YOUR OBJECTIVE
In the listing below, how many lines hold the string "cloud"? Reply with the number and nothing else.

DATA RECORDS
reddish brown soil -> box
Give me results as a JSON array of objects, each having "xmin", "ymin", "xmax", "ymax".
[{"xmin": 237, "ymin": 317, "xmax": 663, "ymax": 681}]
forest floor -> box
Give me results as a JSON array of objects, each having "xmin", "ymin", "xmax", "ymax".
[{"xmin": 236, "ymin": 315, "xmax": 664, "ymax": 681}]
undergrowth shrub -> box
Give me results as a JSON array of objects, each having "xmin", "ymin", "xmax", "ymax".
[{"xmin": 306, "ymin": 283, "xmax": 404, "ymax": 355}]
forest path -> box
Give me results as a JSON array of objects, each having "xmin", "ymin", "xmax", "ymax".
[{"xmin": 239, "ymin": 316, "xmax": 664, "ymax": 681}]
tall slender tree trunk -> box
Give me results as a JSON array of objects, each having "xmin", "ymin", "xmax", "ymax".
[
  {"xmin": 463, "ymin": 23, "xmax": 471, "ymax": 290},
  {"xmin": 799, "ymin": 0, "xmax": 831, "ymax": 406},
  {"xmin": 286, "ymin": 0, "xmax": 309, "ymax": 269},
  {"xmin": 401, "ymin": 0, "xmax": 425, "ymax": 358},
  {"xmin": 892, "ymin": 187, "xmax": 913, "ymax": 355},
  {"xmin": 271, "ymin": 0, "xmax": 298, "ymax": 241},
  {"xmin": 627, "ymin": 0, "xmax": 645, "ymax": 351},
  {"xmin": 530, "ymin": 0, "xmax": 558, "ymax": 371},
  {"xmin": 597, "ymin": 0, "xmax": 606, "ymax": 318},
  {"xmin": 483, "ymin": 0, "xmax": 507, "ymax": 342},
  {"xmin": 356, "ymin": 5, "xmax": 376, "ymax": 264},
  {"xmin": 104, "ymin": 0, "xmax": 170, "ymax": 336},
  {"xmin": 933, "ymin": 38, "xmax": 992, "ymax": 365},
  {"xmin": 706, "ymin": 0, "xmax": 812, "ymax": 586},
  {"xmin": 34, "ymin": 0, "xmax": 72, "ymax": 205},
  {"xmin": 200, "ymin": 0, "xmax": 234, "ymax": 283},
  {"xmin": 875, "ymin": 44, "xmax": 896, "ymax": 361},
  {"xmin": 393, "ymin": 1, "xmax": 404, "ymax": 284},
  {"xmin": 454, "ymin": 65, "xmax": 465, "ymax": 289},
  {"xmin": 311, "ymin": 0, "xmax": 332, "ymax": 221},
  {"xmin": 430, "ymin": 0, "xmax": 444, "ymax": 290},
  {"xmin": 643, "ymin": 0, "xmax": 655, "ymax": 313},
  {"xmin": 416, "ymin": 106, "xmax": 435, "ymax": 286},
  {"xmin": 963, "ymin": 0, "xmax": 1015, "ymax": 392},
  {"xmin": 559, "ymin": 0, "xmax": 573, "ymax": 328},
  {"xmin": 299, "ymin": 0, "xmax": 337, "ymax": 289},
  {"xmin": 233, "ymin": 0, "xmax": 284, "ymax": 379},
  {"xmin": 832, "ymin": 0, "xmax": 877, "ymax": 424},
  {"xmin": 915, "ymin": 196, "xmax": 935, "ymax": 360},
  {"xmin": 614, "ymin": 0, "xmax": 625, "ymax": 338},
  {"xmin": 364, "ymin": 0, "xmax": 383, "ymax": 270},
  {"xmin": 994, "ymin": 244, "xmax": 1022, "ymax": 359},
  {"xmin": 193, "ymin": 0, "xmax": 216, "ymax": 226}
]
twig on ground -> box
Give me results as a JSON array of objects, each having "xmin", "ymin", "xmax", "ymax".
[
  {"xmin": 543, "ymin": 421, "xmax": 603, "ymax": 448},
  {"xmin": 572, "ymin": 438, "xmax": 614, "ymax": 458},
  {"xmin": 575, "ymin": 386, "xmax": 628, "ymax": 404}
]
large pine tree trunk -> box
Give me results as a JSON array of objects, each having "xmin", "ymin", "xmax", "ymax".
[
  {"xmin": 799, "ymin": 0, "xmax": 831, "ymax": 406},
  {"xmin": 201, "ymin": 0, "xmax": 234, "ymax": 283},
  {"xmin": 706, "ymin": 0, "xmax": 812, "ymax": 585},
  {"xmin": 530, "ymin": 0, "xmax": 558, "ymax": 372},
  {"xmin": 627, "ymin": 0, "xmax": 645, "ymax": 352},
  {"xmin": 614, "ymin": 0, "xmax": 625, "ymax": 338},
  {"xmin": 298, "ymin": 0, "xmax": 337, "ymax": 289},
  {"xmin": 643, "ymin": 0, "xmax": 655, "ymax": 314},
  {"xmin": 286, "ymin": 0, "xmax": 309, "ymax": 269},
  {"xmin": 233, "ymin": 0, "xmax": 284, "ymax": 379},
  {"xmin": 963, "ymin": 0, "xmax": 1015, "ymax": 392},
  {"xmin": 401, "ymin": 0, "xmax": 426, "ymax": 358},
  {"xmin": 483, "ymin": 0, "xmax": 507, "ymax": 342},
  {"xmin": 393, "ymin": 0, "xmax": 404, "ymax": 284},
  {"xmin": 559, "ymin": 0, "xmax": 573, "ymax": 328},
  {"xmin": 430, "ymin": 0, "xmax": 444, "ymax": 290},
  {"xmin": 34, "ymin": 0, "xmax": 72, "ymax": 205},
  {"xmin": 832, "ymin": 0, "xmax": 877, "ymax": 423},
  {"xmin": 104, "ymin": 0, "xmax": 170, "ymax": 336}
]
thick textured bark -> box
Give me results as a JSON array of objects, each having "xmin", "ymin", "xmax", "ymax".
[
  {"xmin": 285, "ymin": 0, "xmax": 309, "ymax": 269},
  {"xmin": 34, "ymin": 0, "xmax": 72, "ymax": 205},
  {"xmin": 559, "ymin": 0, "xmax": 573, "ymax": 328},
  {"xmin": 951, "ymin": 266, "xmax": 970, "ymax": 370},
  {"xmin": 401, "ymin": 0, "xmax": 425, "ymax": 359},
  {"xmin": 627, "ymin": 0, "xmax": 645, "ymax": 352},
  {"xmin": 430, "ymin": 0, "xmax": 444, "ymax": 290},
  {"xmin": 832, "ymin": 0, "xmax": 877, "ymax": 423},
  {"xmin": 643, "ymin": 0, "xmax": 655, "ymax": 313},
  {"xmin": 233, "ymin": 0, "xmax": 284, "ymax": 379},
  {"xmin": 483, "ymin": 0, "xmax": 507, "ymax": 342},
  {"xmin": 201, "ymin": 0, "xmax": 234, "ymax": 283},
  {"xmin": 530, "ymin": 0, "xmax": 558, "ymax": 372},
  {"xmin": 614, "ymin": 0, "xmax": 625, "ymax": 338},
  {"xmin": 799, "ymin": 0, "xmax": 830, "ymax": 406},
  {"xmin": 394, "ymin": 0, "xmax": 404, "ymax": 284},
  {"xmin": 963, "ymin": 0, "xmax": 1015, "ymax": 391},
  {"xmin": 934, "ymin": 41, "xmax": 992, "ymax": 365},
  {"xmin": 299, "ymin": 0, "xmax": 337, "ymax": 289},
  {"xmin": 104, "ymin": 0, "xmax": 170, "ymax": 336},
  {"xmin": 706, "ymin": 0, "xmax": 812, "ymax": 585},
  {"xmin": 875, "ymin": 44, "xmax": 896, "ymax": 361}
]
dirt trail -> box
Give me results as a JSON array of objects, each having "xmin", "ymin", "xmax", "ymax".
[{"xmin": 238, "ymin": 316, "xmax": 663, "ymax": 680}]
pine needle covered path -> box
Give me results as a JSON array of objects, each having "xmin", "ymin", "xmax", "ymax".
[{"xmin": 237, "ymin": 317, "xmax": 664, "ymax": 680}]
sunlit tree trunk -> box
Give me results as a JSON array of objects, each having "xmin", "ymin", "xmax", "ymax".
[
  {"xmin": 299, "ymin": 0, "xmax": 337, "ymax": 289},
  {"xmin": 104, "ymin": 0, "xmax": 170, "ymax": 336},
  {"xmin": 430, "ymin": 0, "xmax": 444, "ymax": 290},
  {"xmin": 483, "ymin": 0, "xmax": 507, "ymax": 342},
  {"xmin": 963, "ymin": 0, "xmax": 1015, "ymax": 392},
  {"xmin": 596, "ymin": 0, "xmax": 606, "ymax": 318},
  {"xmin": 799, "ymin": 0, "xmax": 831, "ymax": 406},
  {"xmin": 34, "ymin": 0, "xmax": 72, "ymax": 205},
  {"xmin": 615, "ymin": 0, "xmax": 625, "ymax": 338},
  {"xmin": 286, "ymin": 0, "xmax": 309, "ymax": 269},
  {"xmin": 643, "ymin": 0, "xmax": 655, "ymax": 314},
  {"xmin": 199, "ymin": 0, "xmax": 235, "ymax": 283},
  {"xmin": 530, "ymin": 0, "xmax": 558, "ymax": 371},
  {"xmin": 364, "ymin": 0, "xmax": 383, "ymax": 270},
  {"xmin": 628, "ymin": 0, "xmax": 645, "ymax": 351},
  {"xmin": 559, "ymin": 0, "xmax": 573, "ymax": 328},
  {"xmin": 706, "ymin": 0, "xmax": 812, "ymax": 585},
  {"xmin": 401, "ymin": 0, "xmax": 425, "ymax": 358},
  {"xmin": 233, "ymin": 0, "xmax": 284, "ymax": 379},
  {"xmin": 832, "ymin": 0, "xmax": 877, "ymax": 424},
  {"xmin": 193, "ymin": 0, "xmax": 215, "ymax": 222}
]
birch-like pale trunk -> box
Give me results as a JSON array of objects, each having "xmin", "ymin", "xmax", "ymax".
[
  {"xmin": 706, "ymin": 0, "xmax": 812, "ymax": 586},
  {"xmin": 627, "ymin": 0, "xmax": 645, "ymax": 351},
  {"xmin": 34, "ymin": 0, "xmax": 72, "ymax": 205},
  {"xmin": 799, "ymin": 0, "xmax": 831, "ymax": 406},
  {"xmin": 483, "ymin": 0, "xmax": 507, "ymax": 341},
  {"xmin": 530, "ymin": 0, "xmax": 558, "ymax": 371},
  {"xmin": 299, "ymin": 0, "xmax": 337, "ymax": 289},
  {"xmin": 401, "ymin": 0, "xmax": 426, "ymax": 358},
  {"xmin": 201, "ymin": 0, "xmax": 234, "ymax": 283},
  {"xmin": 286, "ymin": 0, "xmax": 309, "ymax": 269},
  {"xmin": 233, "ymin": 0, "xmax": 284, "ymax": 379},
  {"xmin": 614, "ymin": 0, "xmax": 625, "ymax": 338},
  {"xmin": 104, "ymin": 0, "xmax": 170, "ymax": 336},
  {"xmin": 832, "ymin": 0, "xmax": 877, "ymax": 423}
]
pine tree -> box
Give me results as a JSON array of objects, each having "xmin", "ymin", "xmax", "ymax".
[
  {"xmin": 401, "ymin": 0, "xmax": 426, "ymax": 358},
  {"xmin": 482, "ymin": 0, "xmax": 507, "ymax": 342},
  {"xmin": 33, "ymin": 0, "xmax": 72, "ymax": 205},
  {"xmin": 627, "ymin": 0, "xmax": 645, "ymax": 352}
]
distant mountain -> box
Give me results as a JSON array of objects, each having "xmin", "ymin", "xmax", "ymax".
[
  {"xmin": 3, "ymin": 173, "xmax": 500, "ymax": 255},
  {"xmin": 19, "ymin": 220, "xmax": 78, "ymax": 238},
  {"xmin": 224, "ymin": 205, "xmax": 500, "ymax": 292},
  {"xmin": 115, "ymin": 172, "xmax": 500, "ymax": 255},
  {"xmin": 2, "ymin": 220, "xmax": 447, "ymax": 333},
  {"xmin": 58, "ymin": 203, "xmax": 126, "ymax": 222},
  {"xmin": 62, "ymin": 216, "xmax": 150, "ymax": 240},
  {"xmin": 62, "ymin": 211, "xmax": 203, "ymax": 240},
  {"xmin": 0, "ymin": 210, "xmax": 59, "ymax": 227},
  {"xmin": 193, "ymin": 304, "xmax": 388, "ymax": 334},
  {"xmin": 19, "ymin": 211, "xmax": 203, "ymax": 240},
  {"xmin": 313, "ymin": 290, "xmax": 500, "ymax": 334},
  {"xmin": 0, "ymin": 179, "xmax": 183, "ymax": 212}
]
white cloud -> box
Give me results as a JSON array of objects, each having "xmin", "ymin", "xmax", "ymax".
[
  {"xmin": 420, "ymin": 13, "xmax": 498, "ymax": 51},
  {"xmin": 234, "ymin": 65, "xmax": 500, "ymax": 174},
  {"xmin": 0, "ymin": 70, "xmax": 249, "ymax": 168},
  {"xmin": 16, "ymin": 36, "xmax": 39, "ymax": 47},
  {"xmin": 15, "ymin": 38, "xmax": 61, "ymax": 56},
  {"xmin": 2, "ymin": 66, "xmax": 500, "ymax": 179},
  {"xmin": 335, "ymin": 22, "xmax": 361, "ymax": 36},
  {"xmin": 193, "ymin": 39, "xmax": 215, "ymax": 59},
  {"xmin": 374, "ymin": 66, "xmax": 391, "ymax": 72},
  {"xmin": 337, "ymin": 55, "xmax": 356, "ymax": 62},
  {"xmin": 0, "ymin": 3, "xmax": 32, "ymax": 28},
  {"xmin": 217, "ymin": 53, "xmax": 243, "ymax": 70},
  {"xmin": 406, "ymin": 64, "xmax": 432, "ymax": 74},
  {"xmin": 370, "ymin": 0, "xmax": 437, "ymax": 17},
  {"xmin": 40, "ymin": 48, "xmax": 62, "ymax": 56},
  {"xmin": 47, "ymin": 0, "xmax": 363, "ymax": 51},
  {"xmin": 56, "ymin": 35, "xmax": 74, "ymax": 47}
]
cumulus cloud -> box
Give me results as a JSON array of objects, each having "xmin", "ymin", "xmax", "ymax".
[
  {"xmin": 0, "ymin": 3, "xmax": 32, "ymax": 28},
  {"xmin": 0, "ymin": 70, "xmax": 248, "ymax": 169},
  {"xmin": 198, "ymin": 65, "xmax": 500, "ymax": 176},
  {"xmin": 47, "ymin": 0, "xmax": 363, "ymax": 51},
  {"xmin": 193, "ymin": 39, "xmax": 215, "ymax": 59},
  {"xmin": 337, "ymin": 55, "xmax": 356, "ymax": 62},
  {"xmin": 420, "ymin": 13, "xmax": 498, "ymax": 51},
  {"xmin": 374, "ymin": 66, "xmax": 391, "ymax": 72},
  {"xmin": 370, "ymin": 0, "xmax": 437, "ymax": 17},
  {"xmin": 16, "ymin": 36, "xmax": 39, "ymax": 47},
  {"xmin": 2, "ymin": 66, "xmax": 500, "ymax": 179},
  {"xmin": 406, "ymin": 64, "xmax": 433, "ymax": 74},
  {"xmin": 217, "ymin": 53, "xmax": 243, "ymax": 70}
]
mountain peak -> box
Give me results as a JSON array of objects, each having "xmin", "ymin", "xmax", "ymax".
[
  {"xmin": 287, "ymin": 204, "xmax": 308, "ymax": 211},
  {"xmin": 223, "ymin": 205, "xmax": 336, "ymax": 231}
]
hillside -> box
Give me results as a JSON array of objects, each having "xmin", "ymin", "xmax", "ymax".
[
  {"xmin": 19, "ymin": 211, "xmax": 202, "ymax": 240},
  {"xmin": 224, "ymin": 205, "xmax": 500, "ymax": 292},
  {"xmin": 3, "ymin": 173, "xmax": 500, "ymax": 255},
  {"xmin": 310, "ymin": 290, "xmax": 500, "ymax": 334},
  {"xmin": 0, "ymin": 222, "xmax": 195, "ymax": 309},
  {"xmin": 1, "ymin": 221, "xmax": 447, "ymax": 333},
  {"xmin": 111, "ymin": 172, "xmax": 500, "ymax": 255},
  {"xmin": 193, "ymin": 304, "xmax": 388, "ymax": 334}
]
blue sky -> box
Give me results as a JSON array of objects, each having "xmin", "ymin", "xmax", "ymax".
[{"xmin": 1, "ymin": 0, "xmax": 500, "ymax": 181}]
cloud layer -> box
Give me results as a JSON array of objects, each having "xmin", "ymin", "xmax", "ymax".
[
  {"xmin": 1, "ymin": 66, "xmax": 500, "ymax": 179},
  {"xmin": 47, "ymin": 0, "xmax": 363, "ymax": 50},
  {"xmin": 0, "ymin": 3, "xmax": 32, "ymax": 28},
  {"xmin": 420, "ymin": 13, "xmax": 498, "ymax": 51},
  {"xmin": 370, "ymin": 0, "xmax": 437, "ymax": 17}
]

RESPONSE AREA
3